■ Aim of the exercise
How many lines in the items below contain the word "ceiling"? Reply with the number alone.

■ Information given
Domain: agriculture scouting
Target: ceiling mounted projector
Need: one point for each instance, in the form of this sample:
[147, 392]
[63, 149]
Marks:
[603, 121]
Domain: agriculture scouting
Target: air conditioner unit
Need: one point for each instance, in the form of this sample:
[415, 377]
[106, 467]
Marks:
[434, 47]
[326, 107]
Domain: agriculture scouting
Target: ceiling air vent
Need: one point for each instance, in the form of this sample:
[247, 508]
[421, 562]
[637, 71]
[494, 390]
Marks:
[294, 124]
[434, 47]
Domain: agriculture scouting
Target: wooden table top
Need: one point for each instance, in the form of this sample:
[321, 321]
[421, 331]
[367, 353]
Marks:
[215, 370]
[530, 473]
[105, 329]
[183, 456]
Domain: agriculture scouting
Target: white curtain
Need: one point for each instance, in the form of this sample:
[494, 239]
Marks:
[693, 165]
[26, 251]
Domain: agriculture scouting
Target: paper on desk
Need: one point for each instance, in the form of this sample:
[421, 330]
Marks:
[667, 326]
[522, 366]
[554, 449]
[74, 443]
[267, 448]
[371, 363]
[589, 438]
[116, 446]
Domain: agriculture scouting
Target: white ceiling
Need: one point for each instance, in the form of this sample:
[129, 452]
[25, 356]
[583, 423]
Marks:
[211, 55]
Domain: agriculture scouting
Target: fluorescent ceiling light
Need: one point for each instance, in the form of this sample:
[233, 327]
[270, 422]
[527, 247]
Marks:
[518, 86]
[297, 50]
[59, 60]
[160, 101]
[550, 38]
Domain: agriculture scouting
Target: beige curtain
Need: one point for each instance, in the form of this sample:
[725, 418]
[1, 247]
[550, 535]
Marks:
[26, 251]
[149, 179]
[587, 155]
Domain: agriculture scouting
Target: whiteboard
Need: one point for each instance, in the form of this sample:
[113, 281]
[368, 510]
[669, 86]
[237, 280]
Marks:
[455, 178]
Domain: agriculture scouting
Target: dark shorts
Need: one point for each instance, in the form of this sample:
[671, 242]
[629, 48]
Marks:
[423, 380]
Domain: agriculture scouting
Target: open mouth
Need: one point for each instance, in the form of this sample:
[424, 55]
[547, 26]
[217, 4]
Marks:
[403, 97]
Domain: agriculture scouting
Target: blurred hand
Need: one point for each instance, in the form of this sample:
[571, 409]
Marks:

■ Answer below
4